=== Brano scelto ===

Nell'ondata di giustificata rabbia che seguì gli attacchi islamisti dell'11 settembre, la Fallaci scrisse La rabbia e l'orgoglio, spiegando che quello che aveva colpito gli Stati Uniti era un nemico antico che minacciava non solo gli Usa, ma anche l'Europa e l'intero mondo libero.

La rabbia e l'orgoglio divenne un enorme bestseller, e fece guadagnare alla Fallaci minacce di morte da mussulmani che la costrinsero a vivere nascosta.

Persino allora, l'intellighenzia occidentale non si accorse di quello che stava accadendo e criticò furiosamente il libro, così come il suo seguito, La forza della ragione, nel quale la Fallaci scrisse: «Stavolta non mi appello alla rabbia, all'orgoglio, alla passione. Mi appello alla Ragione». Questi intellettuali non si sono limitati a criticare. Oriana Fallaci è stata una delle più coraggiose difensore che la civiltà occidentale abbia avuto negli ultimi anni, e l'Occidente l'ha ricompensata dandole la caccia, perseguitandola e denigrandola.

Quando la Fallaci aveva 75 anni e stava morendo di cancro, le autorità italiane tentarono di metterla a processo per diffamazione dell'Islam. Il giudice Armando Grasso di Bergamo stabilì che La forza della ragione conteneva 18 frasi «inequivocabilmente offensive nei confronti dell'Islam e dei mussulmani» e che, conseguentemente, doveva subire un processo.

=== Dati forniti ===

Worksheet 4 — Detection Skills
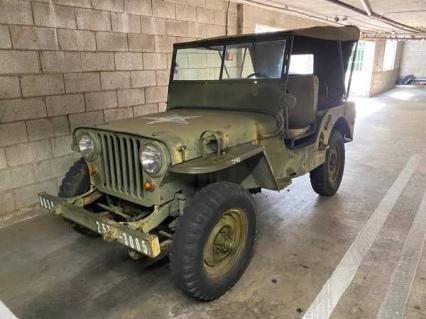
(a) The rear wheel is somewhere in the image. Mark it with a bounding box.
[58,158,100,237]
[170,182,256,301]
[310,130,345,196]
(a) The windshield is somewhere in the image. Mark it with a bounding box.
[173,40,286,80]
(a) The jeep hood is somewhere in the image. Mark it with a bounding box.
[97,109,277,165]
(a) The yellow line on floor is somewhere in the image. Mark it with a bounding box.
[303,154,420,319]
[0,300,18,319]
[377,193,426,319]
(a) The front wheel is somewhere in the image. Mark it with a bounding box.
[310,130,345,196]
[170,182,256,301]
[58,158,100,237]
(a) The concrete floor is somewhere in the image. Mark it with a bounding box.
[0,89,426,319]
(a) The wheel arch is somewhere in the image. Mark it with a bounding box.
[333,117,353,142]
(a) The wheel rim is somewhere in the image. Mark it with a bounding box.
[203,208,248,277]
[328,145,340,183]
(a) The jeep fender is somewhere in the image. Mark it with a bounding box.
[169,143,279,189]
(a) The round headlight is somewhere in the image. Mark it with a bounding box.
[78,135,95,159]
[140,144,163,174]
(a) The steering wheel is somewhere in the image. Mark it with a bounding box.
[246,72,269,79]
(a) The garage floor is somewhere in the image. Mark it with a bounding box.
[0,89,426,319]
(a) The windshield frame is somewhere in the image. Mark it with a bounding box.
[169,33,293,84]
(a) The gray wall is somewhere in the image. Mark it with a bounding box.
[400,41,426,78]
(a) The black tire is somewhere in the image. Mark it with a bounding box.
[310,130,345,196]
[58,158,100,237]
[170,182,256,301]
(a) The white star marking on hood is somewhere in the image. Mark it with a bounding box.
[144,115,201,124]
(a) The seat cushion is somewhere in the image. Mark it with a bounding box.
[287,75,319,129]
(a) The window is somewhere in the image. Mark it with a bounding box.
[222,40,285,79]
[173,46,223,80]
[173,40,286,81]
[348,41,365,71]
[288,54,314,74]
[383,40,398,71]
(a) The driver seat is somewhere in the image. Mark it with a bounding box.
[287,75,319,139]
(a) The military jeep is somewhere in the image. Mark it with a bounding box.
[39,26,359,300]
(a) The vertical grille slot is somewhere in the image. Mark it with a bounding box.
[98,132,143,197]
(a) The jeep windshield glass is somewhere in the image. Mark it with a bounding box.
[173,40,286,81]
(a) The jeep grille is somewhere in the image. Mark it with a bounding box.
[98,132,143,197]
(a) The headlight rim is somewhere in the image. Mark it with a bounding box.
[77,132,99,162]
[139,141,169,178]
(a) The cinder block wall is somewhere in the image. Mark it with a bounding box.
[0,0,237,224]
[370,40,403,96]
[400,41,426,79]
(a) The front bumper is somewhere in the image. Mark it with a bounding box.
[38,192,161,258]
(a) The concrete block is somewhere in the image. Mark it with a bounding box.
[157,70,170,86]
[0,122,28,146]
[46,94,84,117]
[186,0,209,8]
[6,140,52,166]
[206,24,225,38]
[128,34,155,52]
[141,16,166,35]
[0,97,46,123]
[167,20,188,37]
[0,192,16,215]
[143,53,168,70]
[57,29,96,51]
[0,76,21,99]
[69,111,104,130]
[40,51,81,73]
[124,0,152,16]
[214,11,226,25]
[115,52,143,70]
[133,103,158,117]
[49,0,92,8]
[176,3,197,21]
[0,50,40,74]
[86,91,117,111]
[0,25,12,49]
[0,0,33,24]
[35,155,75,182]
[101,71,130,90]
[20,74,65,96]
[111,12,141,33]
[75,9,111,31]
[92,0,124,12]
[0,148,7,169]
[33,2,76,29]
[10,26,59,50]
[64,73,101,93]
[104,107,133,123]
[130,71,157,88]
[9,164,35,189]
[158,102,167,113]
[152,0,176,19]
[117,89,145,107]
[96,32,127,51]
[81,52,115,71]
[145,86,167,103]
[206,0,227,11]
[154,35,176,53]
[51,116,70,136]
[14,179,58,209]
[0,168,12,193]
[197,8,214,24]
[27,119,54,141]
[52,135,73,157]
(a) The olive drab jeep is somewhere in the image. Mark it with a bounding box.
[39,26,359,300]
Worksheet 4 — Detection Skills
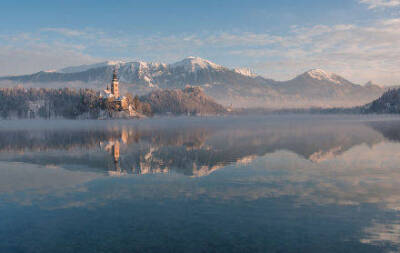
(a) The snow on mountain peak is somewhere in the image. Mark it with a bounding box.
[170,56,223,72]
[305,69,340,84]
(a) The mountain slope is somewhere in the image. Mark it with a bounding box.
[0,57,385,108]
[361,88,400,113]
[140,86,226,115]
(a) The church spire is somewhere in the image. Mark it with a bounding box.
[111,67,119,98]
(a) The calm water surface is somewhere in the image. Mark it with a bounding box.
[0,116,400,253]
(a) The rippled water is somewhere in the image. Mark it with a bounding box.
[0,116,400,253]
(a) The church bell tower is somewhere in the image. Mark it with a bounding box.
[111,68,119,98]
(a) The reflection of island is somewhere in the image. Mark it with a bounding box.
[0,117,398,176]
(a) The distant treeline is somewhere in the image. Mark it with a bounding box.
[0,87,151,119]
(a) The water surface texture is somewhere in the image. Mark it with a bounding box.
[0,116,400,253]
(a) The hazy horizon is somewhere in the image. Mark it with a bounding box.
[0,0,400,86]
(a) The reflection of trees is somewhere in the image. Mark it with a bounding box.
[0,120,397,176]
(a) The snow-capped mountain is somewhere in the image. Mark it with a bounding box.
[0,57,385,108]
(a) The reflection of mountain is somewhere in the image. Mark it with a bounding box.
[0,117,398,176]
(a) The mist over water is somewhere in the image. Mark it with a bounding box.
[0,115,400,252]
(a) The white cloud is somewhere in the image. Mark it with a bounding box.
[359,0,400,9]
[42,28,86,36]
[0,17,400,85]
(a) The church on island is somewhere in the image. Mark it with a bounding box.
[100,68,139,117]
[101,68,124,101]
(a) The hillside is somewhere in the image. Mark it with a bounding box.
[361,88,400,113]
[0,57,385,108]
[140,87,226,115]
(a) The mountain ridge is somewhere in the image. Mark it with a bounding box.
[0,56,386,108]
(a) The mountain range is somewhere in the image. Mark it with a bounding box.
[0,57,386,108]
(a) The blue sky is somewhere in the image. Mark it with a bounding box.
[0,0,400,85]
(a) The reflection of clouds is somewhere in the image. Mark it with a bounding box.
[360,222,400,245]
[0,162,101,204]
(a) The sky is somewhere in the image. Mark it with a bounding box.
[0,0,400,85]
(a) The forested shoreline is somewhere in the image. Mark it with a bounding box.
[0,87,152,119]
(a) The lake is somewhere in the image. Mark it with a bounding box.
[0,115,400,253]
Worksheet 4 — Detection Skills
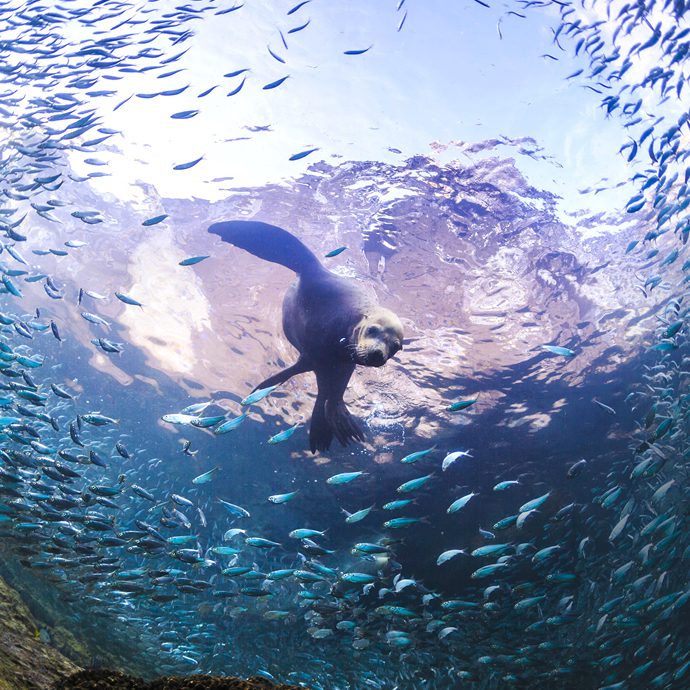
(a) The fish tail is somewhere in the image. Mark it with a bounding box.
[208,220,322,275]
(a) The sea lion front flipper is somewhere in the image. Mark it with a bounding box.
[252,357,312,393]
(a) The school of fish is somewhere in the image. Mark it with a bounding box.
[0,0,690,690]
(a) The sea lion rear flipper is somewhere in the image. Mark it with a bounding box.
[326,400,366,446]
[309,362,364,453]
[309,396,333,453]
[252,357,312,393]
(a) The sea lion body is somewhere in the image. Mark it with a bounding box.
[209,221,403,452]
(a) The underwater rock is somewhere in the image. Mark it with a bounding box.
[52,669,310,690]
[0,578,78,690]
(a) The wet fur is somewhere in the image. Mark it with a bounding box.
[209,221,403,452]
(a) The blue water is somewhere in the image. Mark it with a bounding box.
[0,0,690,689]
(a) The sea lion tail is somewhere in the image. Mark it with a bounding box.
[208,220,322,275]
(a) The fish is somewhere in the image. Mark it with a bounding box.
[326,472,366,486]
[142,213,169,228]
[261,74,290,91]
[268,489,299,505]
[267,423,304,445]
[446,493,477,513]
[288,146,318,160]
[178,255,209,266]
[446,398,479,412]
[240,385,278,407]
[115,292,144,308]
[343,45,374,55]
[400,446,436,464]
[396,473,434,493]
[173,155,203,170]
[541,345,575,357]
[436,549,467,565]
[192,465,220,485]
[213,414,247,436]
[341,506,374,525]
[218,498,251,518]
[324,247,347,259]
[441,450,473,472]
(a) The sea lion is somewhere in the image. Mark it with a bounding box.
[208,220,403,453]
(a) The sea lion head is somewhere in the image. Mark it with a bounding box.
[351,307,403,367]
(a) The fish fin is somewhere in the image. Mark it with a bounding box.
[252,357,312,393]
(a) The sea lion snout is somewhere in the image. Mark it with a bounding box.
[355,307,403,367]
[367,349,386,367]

===
=== Dati forniti ===

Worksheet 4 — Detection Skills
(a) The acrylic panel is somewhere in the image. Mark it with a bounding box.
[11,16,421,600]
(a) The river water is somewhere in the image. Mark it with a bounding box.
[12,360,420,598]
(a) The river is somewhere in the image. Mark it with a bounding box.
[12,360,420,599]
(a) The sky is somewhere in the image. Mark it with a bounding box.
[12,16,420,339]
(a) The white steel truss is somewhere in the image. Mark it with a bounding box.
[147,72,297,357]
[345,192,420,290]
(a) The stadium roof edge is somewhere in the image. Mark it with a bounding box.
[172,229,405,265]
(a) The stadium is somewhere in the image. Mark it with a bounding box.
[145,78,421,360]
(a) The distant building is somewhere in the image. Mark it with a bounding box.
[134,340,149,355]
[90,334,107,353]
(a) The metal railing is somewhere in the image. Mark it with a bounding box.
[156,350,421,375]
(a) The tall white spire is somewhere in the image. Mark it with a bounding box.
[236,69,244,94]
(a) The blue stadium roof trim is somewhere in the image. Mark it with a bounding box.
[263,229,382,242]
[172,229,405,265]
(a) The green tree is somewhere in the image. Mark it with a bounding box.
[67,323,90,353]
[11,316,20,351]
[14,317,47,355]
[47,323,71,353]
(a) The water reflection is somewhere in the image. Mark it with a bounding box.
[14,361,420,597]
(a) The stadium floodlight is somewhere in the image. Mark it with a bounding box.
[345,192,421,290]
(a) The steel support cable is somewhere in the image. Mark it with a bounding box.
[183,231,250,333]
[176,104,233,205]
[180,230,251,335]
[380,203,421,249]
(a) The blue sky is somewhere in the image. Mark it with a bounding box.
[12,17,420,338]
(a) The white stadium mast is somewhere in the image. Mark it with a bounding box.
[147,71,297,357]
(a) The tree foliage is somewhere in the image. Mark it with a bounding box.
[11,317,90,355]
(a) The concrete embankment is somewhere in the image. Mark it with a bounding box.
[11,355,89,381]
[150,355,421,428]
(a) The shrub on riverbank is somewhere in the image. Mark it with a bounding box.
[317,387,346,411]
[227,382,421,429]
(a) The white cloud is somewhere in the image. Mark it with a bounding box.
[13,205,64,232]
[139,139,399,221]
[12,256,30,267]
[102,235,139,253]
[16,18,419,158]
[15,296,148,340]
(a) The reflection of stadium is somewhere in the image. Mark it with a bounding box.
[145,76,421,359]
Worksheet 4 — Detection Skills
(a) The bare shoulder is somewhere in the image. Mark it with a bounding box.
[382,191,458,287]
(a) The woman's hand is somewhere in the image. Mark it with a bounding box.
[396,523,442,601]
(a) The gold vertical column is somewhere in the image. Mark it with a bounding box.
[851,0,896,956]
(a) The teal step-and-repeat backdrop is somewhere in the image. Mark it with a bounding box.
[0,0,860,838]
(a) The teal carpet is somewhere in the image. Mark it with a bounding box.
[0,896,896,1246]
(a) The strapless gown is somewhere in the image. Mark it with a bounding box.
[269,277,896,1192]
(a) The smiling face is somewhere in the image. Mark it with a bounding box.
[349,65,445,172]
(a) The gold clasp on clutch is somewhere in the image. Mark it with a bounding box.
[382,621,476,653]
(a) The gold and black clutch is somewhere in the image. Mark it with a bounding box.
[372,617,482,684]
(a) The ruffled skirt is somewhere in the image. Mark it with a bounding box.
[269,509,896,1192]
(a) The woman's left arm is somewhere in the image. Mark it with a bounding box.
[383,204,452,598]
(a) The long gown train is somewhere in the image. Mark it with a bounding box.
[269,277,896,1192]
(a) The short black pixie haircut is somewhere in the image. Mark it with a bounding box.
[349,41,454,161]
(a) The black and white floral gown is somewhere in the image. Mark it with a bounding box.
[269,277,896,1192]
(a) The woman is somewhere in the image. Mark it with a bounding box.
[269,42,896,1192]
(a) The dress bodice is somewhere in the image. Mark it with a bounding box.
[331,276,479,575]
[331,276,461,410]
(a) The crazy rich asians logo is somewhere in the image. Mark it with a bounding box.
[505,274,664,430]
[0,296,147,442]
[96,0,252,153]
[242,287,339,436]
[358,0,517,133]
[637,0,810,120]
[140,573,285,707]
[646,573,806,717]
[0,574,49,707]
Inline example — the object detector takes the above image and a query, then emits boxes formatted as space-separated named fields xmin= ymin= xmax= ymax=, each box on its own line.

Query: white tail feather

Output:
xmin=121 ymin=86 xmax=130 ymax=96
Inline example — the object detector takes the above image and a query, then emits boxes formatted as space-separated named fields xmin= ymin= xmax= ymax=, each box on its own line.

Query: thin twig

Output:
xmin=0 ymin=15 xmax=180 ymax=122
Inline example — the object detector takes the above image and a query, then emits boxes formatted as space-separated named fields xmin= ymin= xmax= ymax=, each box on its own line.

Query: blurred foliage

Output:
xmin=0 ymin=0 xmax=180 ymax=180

===

_Esercizi:_
1 - Secondo il brano scelto, quale giudice stabilì che La forza della ragione doveva subire un processo?
2 - Riscrivi la parte del brano scelto che parte da "Persino allora, l'intellighenzia" e arriva fino a "perseguitandola e denigrandola.", mettendo "élite intellettuale" al posto di "intellighenzia".

_Risultati attesi:_
1 - Il giudice Armando Grasso di Bergamo.

2 -
Persino allora, l'élite intellettuale occidentale non si accorse di quello che stava accadendo e criticò furiosamente il libro, così come il suo seguito, La forza della ragione, nel quale la Fallaci scrisse: «Stavolta non mi appello alla rabbia, all'orgoglio, alla passione. Mi appello alla Ragione». Questi intellettuali non si sono limitati a criticare. Oriana Fallaci è stata una delle più coraggiose difensore che la civiltà occidentale abbia avuto negli ultimi anni, e l'Occidente l'ha ricompensata dandole la caccia, perseguitandola e denigrandola.